*Requirements*:
- a) Summarize the forum thread on concurrency and M1 cores in two sentences.
- b) Write a continuation of the forum thread on concurrency and M1 cores, picking up right after its final line.

*Provided text*:
▬▬▬▬▬▬▬▬▬▬
Concurrency is really meant to replace GCD queues. They solve the same problem in different ways, and so trying to use both just makes it harder.



Andropov said:


> That's a very good point. Hadn't thought of it that way.




Interesting how things come full circle. Preemptive multitasking was seen as hands down better than cooperative multitasking, and now async/await is bringing it back (not just for Swift either).



Cmaier said:


> I don’t think it’s an area issue. Those things are tiny. About the same size as the extra neural stuff that isn’t even used.




Considering Apple's approach is to use QoS to manage which cores work gets put on (rather than "light loads"), I suspect there are some factors at play as to how the chips are used by the OS. M1 is a shared chip that runs macOS and iOS, but how the QoS levels play out are different between the two. iOS with only one active app at a time will have fewer user-initiated threads (or higher) to deal with, and anything in the background is relegated to a low QoS, and a lot of it is managing I/O. macOS on the other hand can't push priority down on background apps as aggressively, since it could be running work the user asked for that's still time sensitive. 

I'm left wondering if it's because macOS doesn't leverage the E cores to the same extent iOS does, and the M1 has 4 E cores for the sake of the iPad, not macOS. If background work runs a little longer, that's fine. But on the M1 Macs, the extra E cores still provide a little better multicore support than not having them.


----------



## Cmaier

Nycturne said:


> Concurrency is really meant to replace GCD queues. They solve the same problem in different ways, and so trying to use both just makes it harder.
> 
> 
> 
> Interesting how things come full circle. Preemptive multitasking was seen as hands down better than cooperative multitasking, and now async/await is bringing it back (not just for Swift either).
▬▬▬▬▬▬▬▬▬▬
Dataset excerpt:
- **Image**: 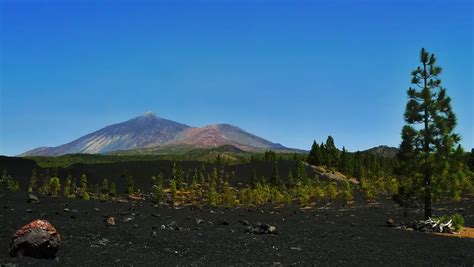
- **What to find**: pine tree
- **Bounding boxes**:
[152,172,167,202]
[250,169,258,188]
[28,168,38,193]
[296,161,309,184]
[81,174,89,200]
[102,178,109,194]
[287,168,296,188]
[467,148,474,172]
[63,175,75,198]
[399,48,460,219]
[324,136,339,167]
[338,147,350,175]
[270,162,281,186]
[109,182,117,196]
[127,175,135,196]
[48,177,61,196]
[308,141,321,166]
▬▬▬▬▬▬▬▬▬▬
*Answers below*:
- a) Concurrency is meant to replace GCD queues, and using both makes things harder, while async/await brings back cooperative multitasking after preemptive multitasking was once seen as clearly better. Since Apple uses QoS to decide which cores run work and the M1 runs both macOS and iOS, one poster wonders whether macOS uses the E cores less than iOS does and whether the M1's four E cores exist for the iPad rather than for macOS.

- b)
> 
> 
> 
> Considering Apple's approach is to use QoS to manage which cores work gets put on (rather than "light loads"), I suspect there are some factors at play as to how the chips are used by the OS. M1 is a shared chip that runs macOS and iOS, but how the QoS levels play out are different between the two. iOS with only one active app at a time will have fewer user-initiated threads (or higher) to deal with, and anything in the background is relegated to a low QoS, and a lot of it is managing I/O. macOS on the other hand can't push priority down on background apps as aggressively, since it could be running work the user asked for that's still time sensitive.
> 
> I'm left wondering if it's because macOS doesn't leverage the E cores to the same extent iOS does, and the M1 has 4 E cores for the sake of the iPad, not macOS. If background work runs a little longer, that's fine. But on the M1 Macs, the extra E cores still provide a little better multicore support than not having them.




That’s a possibility, of course, but Apple does control macos and there are plenty of threads that the OS runs that could run on the e-cores.  I‘m guessing they just simulated various possibilities and found that it made little difference.


----------



## Andropov

More info about the disabled 2nd Neural Engine on the M1 Max: 

https://www.twitter.com/i/web/status/1460926428254326786/

I wonder what could have happened. It must be very close to being functional.


----------



## Cmaier

Andropov said:


> More info about the disabled 2nd Neural Engine on the M1 Max:
> 
> https://www.twitter.com/i/web/status/1460926428254326786/
> 
> I wonder what could have happened. It must be very close to being functional.



Weird. If it isn’t fused off, seems to me that apple intends to enable it at some point.


----------



## SuperMatt

Andropov said:


> More info about the disabled 2nd Neural Engine on the M1 Max:
> 
> https://www.twitter.com/i/web/status/1460926428254326786/
> 
> I wonder what could have happened. It must be very close to being functional.



Ready to activate when Skynet becomes active…


----------



## Pumbaa

Cmaier said:


> Weird. If it isn’t fused off, seems to me that apple intends to enable it at some point.



This, for some reason, made me think of when they wanted to charge for the 802.11n enabler.


----------



## Andropov

Cmaier said:


> Weird. If it isn’t fused off, seems to me that apple intends to enable it at some point.



Noob question, but what are the advantages of fusing off the block vs power gating it? (Which I assume is how they're doing it). Is it just done to completely avoid power leaking?


----------



## Cmaier

Andropov said:


> Noob question, but what are the advantages of fusing off the block vs power gating it? (Which I assume is how they're doing it). Is it just done to completely avoid power leaking?




Yep. Fusing also prevents someone from hacking the device and turning it back on.


----------



## aeronatis

Cmaier said:


> Weird. If it isn’t fused off, seems to me that apple intends to enable it at some point.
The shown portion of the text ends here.